Der Radiowecker geht an, ein Blick auf die Uhr, ob er eh richtig eingestellt war, passt, Aufsteh- und Frühstücks-Autopiloten einschalten. Espressomaschine anwerfen, Orangen pressen, zwei Toasts in das Chrom-blitzende Gerät einführen, Butter und Marmelade raus, damit sie ein bisschen warm werden. Geht sich ein Ei aus? Ja, geht sich aus, in den Kocher damit. Die Espresso-Maschine ist mittlerweile auf Betriebstemperatur, ein erster Push up-Ristretto im Stehen, während der Toast noch bräunt, dann einen mit ein bisschen geschäumter Milch zum Sitzen. Ein schönes Frühstück ist das, fast wie aus der Werbung, und wir sind stolz: Das Ei ist aus dem Bioladen, Milch und Orangen auch, okay, der Toast ist aus dem Supermarkt, der Kaffee dafür vom Spezialisten, der all diese verschiedenen italienischen Klein-Marken hat, die französische, gesalzene Butter im Span-Schachterl aus dem Gourmet-Supermarkt, die Marmelade von Mutti.
Arbeit, Arbeit, Arbeit, halb eins wird’s, Aufmerksamkeit lässt nach, Hunger kommt, Zeit für kulinarischen Nachschub. Schnell sollte es halt gehen, also hurtig rüber zum hippen Laden, wo’s so feine Curries und diese wirklich saftigen, handgebastelten Sandwiches gibt. Ah, wunderbar, das mit Curry-marinierter Hühnerbrust, gerösteten Mandeln und Mango-Chutney ist noch nicht aus, wie sonst immer, saftig, herrlich, ein Flascherl zuckerfreies, Koffein-maximales Designer-Cola von der coolen deutschen Cola-Schmiede, und ein Espresso noch, damit die Augen offen bleiben. Kaugummi, damit das Madras-Huhn wieder weg geht.

Was zu tun ist
Können Sie aus dem Übungstext die Passage abtippen, die bei „Arbeit, Arbeit, Arbeit, halb“ anfängt und bei „wieder weg geht.“ aufhört? Die Auflistung steht in keinem Zusammenhang mit dem Übungstext.

Auszüge der Auflistung
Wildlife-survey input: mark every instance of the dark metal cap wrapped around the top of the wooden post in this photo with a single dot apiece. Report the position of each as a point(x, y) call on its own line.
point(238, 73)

--

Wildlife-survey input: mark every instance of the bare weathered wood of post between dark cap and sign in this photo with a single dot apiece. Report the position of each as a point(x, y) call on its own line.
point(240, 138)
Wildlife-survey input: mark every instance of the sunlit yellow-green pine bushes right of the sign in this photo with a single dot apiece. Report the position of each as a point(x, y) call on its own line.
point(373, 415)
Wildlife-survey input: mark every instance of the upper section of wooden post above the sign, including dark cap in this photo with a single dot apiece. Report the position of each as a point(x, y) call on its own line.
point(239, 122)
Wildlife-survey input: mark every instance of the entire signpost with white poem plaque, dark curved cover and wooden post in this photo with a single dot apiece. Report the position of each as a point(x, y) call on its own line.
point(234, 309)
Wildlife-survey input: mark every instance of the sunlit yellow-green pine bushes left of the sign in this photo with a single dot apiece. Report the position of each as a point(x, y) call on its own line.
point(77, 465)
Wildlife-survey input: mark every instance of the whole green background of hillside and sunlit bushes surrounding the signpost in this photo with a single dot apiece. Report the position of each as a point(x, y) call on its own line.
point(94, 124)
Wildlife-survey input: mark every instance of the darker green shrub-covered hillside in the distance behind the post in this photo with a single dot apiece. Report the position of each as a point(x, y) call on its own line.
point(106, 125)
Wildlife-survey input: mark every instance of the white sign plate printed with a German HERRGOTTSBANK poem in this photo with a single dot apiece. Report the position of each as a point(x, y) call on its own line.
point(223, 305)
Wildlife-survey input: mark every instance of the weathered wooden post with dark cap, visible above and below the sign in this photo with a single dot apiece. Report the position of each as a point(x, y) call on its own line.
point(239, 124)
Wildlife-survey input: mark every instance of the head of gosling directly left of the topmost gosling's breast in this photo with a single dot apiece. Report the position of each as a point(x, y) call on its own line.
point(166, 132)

Fertige Übung
Arbeit, Arbeit, Arbeit, halb eins wird’s, Aufmerksamkeit lässt nach, Hunger kommt, Zeit für kulinarischen Nachschub. Schnell sollte es halt gehen, also hurtig rüber zum hippen Laden, wo’s so feine Curries und diese wirklich saftigen, handgebastelten Sandwiches gibt. Ah, wunderbar, das mit Curry-marinierter Hühnerbrust, gerösteten Mandeln und Mango-Chutney ist noch nicht aus, wie sonst immer, saftig, herrlich, ein Flascherl zuckerfreies, Koffein-maximales Designer-Cola von der coolen deutschen Cola-Schmiede, und ein Espresso noch, damit die Augen offen bleiben. Kaugummi, damit das Madras-Huhn wieder weg geht.